Passage provided:
---

I want to count the numbers of visitors that visit a specific place (say id=3227) from 0:00 to 23:59, over some interval (ie. 30mins)
I was trying to do this by :
SELECT COUNT(*) FROM visits
GROUP BY HOUR(time), SIGN( MINUTE(time) - 30 )// if they are in the same interval this will yield the same result
WHERE locationId=3227
The problem is that if there is no record that falls in some interval, this will NOT return that interval with count 0. For example, there are no visitors visiting the location from 02:00 to 03:00, this will not give me the intervals of 02:00-02:29 and 02:30-2:59.
I want a result with an exact size of 48 (one for every half hour), how can I do this?

---

Task list:
1. Using the forum post about counting visitors per half hour, explain why the asker's query cannot produce the result they want.
2. Write a continuation of the forum post about counting visitors per half hour, picking up after its final sentence.
The data below is unrelated to the forum post above.

[Point placement records]
---

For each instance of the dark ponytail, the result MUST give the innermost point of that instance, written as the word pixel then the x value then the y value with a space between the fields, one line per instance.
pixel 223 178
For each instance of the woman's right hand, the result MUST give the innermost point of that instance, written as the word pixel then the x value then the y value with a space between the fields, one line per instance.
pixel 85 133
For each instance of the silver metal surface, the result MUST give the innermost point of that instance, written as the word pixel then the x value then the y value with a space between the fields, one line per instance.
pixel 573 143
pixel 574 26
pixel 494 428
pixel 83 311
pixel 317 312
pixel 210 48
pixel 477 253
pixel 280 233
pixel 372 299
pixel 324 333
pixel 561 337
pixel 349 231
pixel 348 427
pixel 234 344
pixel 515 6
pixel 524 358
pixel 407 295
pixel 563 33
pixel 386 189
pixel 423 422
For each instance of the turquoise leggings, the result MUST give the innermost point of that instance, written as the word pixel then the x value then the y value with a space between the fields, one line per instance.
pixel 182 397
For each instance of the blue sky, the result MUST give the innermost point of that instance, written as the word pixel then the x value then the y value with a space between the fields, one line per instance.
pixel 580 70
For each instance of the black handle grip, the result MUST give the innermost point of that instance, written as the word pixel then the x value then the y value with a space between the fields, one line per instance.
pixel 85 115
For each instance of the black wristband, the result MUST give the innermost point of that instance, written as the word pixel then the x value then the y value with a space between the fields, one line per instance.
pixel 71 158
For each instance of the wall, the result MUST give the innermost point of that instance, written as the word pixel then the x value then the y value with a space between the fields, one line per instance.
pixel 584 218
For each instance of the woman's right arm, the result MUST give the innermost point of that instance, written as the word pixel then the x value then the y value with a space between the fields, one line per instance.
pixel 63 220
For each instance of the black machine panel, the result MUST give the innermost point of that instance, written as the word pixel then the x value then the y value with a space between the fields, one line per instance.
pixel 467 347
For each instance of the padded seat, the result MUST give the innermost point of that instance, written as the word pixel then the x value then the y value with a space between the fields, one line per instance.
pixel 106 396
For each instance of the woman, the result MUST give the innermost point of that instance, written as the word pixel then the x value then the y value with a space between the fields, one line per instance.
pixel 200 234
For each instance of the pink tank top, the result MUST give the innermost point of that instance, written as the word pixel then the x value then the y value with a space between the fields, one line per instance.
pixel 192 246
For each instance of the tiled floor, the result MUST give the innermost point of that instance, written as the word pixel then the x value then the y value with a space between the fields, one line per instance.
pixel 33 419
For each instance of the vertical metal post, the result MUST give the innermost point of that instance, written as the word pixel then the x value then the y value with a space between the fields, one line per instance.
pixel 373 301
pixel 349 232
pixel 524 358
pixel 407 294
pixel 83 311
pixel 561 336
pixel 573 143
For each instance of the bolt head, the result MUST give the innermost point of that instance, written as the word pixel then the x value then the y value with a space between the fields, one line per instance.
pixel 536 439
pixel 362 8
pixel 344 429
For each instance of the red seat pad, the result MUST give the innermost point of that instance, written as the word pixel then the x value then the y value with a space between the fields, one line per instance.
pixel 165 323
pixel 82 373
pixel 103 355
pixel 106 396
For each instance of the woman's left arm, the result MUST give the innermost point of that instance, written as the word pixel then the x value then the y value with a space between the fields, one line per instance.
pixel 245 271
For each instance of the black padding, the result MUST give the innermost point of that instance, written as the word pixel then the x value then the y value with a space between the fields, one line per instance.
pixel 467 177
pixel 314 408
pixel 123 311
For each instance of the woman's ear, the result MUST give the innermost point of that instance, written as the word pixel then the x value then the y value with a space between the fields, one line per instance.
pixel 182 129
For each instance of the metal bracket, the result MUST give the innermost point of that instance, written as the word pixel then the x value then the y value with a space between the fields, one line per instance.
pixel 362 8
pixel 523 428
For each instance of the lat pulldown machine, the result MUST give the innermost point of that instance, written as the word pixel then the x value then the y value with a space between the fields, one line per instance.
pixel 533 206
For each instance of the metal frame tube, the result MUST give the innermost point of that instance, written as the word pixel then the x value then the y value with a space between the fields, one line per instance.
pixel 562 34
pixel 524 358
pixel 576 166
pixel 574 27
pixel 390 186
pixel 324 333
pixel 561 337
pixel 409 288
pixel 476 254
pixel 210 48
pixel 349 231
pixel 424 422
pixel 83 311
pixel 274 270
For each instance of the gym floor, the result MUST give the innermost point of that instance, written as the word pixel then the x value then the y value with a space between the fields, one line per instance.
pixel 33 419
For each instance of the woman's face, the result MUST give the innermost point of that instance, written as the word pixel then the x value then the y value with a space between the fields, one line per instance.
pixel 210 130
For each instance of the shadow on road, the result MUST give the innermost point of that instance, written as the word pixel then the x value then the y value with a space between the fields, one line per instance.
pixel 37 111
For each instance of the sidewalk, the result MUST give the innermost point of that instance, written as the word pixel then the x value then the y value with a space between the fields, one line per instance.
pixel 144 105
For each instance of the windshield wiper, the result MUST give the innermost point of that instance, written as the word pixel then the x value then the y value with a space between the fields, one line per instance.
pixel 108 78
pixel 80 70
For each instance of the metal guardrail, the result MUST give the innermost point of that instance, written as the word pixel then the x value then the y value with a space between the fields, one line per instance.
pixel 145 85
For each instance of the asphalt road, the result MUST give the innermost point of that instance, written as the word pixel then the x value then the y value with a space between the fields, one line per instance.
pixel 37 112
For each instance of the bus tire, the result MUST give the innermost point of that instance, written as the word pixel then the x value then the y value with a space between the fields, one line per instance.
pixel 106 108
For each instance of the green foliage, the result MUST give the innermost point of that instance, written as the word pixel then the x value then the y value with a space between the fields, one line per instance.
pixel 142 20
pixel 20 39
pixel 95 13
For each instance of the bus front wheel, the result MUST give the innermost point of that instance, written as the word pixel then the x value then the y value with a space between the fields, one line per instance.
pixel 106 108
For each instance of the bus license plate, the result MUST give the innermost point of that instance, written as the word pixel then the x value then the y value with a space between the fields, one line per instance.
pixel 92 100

---

Results of the exercise:
1. The query only returns intervals that contain at least one record, so a half hour with no visitors is left out instead of appearing with a count of 0. For example, if no one visits between 02:00 and 03:00, the 02:00-02:29 and 02:30-2:59 intervals are missing, even though the asker wants exactly 48 rows, one for every half hour.

2.
You have to create a table with the 48 rows that you want and use left outer join:
select n.hr, n.hr, coalesce(v.cnt, 0) as cnt
from (select 0 as hr, -1 as sign union all
select 0, 1 union all
select 1, -1 union all
select 1, 1 union all
. . .
select 23, -1 union all
select 23, 1 union all
) left outer join
(SELECT HOUR(time) as hr, SIGN( MINUTE(time) - 30 ) as sign, COUNT(*) as cnt
FROM visits
WHERE locationId=3227
GROUP BY HOUR(time), SIGN( MINUTE(time) - 30 )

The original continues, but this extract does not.